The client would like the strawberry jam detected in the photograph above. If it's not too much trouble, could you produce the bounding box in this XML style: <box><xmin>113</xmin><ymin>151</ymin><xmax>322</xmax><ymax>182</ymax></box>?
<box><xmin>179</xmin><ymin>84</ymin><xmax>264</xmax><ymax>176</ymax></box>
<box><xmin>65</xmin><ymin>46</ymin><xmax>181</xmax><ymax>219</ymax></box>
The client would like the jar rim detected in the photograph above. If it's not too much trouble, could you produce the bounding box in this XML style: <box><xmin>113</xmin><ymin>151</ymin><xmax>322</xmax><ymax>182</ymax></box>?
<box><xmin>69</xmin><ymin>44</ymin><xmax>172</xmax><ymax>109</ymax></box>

——

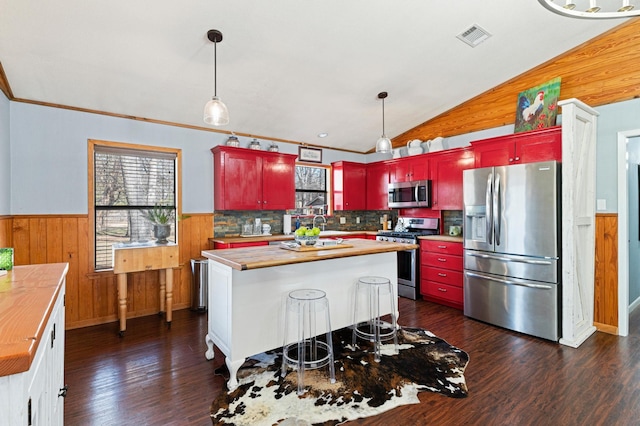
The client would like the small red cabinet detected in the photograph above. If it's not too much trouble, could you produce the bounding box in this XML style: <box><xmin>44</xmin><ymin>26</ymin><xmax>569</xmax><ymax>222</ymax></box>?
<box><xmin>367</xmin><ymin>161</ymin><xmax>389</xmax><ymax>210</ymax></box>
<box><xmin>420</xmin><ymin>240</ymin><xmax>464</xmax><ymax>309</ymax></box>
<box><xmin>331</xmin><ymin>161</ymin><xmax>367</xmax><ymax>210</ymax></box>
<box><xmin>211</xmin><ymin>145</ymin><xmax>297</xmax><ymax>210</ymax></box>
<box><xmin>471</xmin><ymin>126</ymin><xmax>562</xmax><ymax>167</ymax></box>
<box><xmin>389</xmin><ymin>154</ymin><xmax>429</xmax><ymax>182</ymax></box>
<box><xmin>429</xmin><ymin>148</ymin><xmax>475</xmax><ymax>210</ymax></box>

——

Locate every line in the records that contains the word "could", and copy each of those lines in full.

The client would like the strawberry jam detected in the photograph above. If it's not too much trouble, could you produce the bounding box in this XML style: <box><xmin>113</xmin><ymin>151</ymin><xmax>322</xmax><ymax>182</ymax></box>?
The client would like the jar rim detected in the photograph above. If it's not too much trouble, could you produce the bounding box in this XML style: <box><xmin>113</xmin><ymin>151</ymin><xmax>322</xmax><ymax>182</ymax></box>?
The client would like the small red cabinet detected in the photograph above. If it's not too much trouble, could you produce the bounding box in this XML style: <box><xmin>44</xmin><ymin>26</ymin><xmax>569</xmax><ymax>222</ymax></box>?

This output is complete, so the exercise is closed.